Prompt 1: Write out the funeral notice from "There is mingled" to "together once more.", switching "gladness" to "joy".
--- start of Text ---
Tomorrow morning the mortal remains of James M. Stewart will be laid to rest under the "little green tent" in Greenwood cemetery. As an immortal the soul of the beloved husband, father, counsellor and friend is with the blessed. "Taps" have been sounded for the soldier and he is resting, waiting for the "first call."

The last rites will be conducted in the Second United Presbyterian Church, Seventh street, tomorrow morning at ten-thirty o'clock, by his pastor, the Rev. Samuel W. Shane, the body lying in state from nine o'clock until the hour of service, when the casket will be closed not again to be opened.

Active pall-bearers for the funeral will be Edward Thompson, Audley L. Mabon, William Wetzel, John McLaughlin, Roy McQuilken and William Miller, all relatives of the deceased. The honorary pall-bearers will be Burgess B.H. Lichteberger, James S. Blair, Harry White, Judge J.N. Longham, Robert E. Young and John M. Daughtery.

There is mingled sadness and gladness in the passing of a worthy gentleman, such as Mr. Stewart was- sadness in the worldly separation of a kindred spirit; gladness in the hope of the heavenly reunion when friends will come together once more.
--- end of Text ---
Prompt 2: Find every line of the records that contains the string "shirt", and copy each one; case counts.
--- start of Recorded data ---
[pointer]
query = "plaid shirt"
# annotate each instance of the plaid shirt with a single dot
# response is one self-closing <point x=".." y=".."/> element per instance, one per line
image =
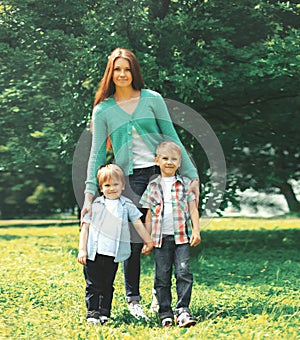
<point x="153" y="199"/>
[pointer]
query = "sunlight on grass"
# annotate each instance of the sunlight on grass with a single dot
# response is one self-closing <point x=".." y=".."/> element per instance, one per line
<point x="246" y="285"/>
--- end of Recorded data ---
--- start of Recorded data ---
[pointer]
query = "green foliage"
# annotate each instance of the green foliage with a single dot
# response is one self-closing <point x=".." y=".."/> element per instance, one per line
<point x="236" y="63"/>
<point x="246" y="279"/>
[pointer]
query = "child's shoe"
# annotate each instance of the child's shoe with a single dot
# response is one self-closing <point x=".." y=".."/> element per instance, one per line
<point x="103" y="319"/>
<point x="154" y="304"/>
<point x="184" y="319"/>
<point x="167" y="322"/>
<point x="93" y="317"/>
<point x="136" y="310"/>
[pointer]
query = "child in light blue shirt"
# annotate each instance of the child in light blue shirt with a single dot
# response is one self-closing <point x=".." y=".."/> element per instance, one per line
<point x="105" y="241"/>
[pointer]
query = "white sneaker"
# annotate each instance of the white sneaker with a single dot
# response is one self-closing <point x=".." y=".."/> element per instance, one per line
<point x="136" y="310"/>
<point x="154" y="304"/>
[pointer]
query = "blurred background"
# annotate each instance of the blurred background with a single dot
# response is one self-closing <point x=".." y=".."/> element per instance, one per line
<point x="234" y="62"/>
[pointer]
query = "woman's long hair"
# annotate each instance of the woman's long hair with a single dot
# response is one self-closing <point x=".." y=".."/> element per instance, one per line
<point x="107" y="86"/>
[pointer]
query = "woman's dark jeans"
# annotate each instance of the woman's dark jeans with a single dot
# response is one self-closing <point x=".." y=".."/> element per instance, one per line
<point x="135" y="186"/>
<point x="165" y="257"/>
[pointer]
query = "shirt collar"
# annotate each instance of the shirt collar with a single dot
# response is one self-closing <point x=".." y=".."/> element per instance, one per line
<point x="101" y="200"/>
--- end of Recorded data ---
Correct response 1:
There is mingled sadness and joy in the passing of a worthy gentleman, such as Mr. Stewart was- sadness in the worldly separation of a kindred spirit; joy in the hope of the heavenly reunion when friends will come together once more.

Correct response 2:
query = "plaid shirt"
# annotate each instance of the plaid shirt with a single dot
query = "child in light blue shirt"
# annotate each instance of the child in light blue shirt with a single dot
query = "shirt collar"
# annotate each instance of the shirt collar with a single dot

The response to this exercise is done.